- _阅读文本_
=====

作者:孙海波(中国政法大学比较法学研究院副教授、钱端升青年学者)
内容提要:伴随着法律与社会科学交叉性研究的进展,法学研究与司法实践都不断对社会科学开放。社会科学主要在案件事实论证领域发挥作用,通常被用以确认裁判性事实,除此之外还可以被用以形成立法性事实或提供社会框架背景。从方法论上来说,司法裁判的社会科学化至少面临三个层面的批判:在法概念论上,坚持一种还原论立场,以外部描述性方法消解法律规范性;在功能属性上,以对专业性和权威性知识经验的垄断,实际上发挥着一种修辞性的功能;在思维方式上,依循一种后果导向的推理思路,极易导向一种超越法律的法外裁判立场。在承认司法裁判社会科学化合理性的同时,也要注重其应有的限度。司法应坚持教义性规则对案件裁判的根本决定作用,维护依法裁判的基本立场。

=====

- _条目_

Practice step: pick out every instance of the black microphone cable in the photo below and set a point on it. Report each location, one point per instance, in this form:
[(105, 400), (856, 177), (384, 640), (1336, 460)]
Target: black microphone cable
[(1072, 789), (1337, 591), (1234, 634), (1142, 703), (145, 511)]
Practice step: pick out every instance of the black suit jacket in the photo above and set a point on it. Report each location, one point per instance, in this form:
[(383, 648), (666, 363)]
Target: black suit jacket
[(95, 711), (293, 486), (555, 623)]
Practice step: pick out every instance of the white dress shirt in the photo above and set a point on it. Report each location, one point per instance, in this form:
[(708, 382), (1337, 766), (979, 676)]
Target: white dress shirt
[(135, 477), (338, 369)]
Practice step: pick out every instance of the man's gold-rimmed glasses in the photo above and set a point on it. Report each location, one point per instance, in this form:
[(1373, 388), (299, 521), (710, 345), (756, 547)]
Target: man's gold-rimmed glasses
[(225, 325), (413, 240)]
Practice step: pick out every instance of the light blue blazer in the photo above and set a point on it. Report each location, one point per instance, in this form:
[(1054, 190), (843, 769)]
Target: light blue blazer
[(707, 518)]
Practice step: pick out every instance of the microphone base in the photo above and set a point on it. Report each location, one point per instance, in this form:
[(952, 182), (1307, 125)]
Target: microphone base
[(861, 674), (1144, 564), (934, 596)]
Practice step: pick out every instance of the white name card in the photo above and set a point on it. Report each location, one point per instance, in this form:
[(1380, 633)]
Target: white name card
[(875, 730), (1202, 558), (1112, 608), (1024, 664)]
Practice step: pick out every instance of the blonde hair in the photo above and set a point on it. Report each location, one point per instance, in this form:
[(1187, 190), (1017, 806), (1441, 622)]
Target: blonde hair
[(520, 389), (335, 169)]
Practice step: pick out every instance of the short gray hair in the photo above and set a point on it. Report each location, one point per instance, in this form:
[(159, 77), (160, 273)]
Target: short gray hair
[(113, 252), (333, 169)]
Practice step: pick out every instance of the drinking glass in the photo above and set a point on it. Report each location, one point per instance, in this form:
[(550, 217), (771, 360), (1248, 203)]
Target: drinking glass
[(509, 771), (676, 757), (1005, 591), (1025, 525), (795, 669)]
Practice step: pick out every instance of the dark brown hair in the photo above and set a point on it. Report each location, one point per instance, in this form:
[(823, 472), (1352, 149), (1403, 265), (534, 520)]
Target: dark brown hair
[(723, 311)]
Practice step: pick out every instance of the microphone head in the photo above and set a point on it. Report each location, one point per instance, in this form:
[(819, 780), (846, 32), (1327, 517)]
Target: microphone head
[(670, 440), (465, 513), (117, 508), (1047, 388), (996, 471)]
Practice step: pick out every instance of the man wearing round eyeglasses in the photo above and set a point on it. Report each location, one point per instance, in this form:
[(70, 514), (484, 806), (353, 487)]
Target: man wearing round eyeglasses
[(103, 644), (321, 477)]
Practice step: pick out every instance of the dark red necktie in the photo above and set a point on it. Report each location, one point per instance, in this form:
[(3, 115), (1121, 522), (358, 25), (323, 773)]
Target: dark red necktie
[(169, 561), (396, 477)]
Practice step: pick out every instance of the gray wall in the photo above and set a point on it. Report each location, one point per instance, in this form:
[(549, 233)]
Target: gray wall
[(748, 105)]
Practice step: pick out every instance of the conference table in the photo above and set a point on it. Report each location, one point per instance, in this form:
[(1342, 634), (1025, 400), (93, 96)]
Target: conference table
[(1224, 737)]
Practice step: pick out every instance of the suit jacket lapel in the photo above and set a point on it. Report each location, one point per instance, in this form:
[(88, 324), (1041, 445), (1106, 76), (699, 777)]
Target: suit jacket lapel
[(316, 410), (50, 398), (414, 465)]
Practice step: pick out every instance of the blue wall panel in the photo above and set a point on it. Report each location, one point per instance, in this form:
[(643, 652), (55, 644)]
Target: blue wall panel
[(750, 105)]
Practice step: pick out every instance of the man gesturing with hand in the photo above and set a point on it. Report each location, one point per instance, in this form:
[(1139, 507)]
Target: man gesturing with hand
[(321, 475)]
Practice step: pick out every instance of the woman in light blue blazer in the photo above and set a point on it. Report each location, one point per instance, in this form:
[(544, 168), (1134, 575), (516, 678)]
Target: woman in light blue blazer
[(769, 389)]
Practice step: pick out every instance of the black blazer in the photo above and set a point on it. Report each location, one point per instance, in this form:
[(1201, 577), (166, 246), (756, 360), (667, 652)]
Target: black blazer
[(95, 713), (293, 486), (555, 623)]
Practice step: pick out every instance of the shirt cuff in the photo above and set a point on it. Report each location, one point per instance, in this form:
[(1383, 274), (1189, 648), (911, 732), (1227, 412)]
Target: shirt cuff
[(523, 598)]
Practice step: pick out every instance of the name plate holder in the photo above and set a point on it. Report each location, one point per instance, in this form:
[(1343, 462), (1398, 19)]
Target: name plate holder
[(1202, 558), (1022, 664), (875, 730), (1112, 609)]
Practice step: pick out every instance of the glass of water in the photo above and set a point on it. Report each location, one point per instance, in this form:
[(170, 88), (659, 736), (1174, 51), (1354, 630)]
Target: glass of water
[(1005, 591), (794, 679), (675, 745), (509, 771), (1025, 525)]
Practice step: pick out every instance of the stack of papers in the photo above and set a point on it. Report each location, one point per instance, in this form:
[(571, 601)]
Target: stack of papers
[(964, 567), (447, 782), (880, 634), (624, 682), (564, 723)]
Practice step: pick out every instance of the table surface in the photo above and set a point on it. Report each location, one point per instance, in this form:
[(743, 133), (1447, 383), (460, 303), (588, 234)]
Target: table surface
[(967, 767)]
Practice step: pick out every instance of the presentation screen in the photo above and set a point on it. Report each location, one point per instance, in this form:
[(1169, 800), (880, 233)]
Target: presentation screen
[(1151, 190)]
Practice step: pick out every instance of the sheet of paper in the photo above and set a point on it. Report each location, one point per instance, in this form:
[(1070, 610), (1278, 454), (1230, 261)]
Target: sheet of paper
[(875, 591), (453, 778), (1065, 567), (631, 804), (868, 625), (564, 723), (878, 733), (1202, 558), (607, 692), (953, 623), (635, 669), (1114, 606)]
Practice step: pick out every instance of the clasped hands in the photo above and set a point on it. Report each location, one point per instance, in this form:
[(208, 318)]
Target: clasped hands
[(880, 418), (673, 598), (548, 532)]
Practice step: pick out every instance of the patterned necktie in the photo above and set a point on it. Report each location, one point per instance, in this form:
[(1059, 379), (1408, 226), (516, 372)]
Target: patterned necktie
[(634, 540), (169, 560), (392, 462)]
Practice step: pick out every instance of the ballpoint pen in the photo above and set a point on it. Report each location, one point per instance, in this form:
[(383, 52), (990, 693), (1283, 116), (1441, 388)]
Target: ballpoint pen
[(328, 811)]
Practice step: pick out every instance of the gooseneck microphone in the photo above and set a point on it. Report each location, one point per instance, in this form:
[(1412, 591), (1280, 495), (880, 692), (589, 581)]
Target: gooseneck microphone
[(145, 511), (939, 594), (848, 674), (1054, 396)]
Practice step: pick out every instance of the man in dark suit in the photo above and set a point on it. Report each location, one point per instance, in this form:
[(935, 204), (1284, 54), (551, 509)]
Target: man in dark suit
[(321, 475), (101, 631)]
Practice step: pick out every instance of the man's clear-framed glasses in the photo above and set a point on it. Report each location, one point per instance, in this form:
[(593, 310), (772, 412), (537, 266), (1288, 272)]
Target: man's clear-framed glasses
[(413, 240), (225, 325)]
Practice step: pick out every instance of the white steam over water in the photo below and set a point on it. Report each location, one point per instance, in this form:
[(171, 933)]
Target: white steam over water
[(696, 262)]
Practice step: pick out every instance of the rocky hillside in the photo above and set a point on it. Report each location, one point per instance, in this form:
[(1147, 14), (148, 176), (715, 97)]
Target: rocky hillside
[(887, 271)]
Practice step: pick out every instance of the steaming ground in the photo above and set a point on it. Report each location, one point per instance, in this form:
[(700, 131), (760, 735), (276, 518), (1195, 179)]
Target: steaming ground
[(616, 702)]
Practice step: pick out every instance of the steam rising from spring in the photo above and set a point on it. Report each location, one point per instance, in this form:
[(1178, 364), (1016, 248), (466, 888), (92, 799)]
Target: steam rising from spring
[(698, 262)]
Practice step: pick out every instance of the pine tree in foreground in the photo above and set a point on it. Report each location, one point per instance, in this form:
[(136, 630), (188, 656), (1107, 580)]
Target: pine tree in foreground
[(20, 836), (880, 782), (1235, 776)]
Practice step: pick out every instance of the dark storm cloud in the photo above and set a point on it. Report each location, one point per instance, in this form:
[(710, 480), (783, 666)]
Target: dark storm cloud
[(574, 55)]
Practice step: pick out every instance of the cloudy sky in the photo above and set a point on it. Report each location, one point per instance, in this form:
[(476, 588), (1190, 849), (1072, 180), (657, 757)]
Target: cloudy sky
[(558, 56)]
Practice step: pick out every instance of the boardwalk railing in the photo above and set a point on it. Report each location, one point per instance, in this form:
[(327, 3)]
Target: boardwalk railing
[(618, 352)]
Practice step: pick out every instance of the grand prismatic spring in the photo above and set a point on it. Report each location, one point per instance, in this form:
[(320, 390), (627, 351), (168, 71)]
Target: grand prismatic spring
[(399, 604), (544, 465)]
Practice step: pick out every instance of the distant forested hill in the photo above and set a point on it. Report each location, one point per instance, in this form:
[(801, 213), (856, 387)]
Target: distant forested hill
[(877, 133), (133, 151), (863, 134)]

=====

- _练习目标_
请把上面那段关于司法裁判社会科学化的文字一字不差地完整抄写一遍。 做这道练习用不到上面这些行。

- _参考答案_
作者:孙海波(中国政法大学比较法学研究院副教授、钱端升青年学者)
内容提要:伴随着法律与社会科学交叉性研究的进展,法学研究与司法实践都不断对社会科学开放。社会科学主要在案件事实论证领域发挥作用,通常被用以确认裁判性事实,除此之外还可以被用以形成立法性事实或提供社会框架背景。从方法论上来说,司法裁判的社会科学化至少面临三个层面的批判:在法概念论上,坚持一种还原论立场,以外部描述性方法消解法律规范性;在功能属性上,以对专业性和权威性知识经验的垄断,实际上发挥着一种修辞性的功能;在思维方式上,依循一种后果导向的推理思路,极易导向一种超越法律的法外裁判立场。在承认司法裁判社会科学化合理性的同时,也要注重其应有的限度。司法应坚持教义性规则对案件裁判的根本决定作用,维护依法裁判的基本立场。